Wherever pictures appear in the listing below, leave them out, and copy exactly, and only, everything from the line with "Would you be able to indicate the flock" down to the line with "Would you be able to indicate the white document".

## Dataset records
-- Opening Marker --

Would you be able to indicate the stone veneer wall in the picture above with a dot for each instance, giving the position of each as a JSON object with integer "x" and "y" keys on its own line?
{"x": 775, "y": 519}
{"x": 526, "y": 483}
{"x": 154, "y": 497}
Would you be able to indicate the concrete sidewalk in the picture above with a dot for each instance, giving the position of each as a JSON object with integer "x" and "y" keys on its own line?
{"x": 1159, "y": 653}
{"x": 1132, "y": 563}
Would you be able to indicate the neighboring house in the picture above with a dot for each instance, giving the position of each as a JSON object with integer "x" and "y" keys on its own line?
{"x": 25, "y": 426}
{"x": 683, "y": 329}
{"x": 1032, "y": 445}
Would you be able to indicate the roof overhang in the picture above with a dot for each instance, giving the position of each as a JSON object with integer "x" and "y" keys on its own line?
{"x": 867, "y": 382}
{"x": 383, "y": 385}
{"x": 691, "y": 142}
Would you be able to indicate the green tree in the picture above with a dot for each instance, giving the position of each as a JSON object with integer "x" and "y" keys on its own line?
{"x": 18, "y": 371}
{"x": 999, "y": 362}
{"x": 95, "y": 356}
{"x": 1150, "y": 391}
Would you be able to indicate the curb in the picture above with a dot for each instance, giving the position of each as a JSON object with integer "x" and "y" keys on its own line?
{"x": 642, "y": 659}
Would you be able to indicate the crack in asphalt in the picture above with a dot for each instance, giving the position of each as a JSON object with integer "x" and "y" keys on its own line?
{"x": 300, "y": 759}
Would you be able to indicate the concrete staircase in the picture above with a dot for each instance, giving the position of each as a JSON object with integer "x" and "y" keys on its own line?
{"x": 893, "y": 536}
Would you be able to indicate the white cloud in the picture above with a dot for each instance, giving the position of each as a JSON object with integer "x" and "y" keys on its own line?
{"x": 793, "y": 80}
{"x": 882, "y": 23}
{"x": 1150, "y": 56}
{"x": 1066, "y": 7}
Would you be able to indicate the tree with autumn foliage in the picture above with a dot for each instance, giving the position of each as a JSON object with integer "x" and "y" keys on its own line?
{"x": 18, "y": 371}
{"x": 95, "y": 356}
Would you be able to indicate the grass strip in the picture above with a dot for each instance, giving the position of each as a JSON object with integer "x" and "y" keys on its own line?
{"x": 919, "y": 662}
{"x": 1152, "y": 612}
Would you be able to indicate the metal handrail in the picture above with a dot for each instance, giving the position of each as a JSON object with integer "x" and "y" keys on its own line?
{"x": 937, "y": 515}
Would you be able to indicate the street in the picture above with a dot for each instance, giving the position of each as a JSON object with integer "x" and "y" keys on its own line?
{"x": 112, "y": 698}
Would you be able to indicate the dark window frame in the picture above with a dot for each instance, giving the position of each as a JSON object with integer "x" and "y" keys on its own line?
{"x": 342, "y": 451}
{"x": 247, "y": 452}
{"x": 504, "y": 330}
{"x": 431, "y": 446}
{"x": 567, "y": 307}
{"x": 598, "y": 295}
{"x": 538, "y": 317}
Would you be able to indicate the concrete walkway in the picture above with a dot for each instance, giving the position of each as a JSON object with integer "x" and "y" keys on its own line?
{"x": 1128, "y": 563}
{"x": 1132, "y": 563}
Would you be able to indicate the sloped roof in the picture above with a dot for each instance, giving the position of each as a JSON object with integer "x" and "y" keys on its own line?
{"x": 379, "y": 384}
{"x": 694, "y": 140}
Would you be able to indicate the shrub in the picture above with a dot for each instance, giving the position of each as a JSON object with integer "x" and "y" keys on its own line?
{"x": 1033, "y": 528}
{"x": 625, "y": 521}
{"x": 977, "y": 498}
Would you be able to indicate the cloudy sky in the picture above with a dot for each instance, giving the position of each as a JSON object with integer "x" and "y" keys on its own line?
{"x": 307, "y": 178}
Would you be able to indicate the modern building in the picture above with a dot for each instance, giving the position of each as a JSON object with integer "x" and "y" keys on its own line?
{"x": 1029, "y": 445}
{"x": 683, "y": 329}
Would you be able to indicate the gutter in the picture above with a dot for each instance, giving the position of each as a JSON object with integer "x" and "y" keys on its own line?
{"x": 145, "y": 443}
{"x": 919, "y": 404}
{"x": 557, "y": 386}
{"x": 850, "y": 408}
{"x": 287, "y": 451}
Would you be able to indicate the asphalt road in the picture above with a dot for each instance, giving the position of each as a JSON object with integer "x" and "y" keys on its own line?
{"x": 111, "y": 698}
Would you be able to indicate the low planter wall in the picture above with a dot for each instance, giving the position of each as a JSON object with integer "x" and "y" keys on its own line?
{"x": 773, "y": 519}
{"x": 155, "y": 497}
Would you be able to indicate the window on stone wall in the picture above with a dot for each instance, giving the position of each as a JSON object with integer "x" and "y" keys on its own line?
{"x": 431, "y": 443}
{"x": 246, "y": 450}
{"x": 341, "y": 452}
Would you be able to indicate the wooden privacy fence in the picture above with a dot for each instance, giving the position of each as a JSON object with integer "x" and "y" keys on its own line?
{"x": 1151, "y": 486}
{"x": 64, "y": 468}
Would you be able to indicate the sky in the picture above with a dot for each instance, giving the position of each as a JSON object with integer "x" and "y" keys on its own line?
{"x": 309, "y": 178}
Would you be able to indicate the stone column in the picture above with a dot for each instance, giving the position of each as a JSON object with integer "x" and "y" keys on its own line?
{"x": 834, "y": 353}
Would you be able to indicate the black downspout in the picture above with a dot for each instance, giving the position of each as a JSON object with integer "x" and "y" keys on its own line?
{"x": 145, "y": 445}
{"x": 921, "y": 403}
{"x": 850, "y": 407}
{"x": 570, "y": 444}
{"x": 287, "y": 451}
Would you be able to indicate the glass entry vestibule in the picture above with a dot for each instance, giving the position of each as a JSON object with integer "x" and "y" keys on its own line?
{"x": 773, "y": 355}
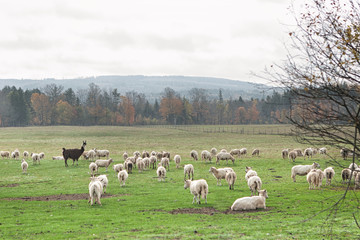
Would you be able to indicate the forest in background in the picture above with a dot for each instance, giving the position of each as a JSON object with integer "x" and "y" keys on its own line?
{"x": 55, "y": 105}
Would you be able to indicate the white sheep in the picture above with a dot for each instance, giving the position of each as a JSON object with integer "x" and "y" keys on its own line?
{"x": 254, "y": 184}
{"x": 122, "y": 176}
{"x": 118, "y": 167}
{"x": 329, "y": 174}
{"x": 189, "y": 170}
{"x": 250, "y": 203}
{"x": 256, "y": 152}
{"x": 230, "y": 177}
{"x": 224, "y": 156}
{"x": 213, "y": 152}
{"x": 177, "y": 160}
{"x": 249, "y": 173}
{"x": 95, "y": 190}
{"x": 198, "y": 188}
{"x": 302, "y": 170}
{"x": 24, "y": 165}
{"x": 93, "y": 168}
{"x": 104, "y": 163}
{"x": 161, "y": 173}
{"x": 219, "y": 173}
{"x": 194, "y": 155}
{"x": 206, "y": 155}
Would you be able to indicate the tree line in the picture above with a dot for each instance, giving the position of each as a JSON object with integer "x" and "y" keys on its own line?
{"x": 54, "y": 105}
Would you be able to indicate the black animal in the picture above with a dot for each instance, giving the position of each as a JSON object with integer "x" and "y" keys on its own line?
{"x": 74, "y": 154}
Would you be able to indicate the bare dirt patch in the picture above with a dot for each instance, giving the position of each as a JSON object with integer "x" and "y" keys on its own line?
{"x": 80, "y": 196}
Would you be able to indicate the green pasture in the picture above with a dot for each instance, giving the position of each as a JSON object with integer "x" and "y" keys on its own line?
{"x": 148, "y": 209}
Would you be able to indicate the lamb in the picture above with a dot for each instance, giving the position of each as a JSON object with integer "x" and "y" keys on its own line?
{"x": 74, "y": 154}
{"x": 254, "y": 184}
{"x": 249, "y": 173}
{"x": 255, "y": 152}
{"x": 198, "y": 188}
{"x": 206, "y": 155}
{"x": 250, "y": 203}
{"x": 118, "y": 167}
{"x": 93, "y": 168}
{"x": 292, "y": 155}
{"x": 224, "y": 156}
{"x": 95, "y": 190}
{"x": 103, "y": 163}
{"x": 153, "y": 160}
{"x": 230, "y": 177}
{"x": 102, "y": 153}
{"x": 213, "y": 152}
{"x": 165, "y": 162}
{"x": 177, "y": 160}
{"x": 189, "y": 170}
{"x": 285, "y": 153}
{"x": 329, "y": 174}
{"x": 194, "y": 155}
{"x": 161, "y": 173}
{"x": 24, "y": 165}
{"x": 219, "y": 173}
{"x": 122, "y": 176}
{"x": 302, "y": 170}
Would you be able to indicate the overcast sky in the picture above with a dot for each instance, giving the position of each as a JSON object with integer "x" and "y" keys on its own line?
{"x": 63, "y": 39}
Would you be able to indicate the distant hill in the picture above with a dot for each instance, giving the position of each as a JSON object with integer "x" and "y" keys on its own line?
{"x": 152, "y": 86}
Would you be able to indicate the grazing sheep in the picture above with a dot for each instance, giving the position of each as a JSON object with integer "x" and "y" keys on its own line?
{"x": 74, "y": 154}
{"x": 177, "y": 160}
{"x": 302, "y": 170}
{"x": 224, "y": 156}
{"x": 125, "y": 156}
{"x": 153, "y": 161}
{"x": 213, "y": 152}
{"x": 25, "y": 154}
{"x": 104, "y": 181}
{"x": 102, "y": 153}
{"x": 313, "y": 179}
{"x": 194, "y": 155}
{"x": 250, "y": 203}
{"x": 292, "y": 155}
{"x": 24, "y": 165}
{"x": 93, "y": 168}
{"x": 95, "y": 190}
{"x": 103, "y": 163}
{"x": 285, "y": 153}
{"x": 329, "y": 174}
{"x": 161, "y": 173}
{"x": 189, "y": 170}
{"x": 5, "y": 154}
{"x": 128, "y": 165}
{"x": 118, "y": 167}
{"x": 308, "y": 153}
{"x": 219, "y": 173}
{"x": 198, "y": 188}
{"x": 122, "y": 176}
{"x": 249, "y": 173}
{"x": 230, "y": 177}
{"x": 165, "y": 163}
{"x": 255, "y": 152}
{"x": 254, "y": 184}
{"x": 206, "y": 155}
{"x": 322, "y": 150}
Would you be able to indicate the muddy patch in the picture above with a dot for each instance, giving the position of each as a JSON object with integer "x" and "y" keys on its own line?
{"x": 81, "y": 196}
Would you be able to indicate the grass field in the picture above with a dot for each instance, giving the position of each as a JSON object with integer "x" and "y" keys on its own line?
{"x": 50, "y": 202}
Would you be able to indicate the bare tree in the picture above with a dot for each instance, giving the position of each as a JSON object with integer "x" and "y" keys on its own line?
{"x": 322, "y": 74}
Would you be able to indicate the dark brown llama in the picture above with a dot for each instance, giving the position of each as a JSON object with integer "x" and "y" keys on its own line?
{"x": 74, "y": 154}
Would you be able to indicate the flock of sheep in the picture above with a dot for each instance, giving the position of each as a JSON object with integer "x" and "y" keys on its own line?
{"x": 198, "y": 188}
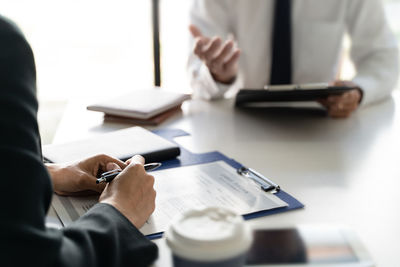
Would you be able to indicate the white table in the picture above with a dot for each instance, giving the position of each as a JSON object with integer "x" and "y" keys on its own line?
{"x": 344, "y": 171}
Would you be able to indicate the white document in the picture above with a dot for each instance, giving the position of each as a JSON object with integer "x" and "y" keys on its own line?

-- Closing Marker --
-- Opening Marker --

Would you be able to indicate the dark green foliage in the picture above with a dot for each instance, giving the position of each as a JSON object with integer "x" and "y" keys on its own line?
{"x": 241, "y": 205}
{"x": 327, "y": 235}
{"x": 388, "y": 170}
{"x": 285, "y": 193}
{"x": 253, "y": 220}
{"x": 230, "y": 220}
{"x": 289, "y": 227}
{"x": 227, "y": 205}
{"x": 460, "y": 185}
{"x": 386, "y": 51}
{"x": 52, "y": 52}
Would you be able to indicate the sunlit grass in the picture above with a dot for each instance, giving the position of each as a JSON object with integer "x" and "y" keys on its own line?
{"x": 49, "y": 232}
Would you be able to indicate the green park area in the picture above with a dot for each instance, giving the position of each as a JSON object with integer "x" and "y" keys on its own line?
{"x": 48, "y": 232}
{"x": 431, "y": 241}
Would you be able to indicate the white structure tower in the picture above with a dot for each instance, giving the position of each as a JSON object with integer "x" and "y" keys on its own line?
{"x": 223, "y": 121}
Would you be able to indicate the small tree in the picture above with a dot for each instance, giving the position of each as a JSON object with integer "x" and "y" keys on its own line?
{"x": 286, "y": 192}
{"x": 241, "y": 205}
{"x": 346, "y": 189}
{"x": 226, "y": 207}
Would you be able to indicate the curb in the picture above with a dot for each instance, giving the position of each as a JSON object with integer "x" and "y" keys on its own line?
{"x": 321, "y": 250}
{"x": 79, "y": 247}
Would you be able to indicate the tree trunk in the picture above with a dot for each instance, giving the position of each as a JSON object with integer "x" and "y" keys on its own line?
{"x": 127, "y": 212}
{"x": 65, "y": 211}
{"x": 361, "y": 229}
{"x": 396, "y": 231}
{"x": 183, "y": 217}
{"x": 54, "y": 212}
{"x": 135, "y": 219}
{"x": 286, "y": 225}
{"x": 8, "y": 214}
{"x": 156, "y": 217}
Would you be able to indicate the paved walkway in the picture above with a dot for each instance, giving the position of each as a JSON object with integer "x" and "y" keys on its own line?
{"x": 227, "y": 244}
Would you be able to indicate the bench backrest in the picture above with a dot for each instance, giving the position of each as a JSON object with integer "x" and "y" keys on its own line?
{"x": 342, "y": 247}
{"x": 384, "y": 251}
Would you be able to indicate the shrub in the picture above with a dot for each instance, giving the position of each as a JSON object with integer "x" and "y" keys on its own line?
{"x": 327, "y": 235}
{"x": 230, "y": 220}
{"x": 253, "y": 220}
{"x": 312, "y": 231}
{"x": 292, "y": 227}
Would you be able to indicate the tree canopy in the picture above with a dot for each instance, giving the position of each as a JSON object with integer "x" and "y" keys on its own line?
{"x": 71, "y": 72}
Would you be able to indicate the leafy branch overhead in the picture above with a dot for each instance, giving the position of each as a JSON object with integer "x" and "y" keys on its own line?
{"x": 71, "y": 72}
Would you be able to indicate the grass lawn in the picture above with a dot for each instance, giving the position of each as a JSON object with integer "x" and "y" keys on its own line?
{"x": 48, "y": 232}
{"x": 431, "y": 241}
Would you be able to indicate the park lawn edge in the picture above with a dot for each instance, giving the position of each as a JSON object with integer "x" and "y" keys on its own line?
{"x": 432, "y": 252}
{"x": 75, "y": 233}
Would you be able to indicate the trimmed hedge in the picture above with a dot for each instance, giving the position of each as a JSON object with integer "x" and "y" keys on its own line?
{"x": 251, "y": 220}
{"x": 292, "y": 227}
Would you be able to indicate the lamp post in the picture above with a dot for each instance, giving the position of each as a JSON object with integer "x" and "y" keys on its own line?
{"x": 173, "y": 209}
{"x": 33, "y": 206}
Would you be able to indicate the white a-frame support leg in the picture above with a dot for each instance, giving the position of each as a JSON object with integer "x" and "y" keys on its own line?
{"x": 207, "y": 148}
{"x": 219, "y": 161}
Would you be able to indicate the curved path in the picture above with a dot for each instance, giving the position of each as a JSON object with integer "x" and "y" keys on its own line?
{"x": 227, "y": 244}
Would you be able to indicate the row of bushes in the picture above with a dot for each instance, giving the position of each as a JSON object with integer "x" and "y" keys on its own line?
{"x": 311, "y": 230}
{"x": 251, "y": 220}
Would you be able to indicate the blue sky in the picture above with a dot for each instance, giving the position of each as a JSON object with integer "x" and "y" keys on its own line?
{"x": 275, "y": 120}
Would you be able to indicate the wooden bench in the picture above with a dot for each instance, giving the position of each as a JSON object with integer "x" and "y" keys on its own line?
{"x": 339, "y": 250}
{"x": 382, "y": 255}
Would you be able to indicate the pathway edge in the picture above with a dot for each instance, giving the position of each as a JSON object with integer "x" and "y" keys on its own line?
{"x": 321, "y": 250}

-- Closing Marker --

## Written answer
Would you be able to indicate the flock of sheep in the picture above with a dot for each instance, giving the position of each as a JSON object with integer "x" and "y" keys on its own line?
{"x": 198, "y": 188}
Would you be able to indicate the white table in the picture above with a dot for each instance, giving the position of each as a JSON object with integer "x" and "y" keys on its own line?
{"x": 344, "y": 171}
Would you be able to indicate the white document in the picture above with a dot for each instance, giving the position of each as a JSON object with integer "x" and "y" keys on its own line?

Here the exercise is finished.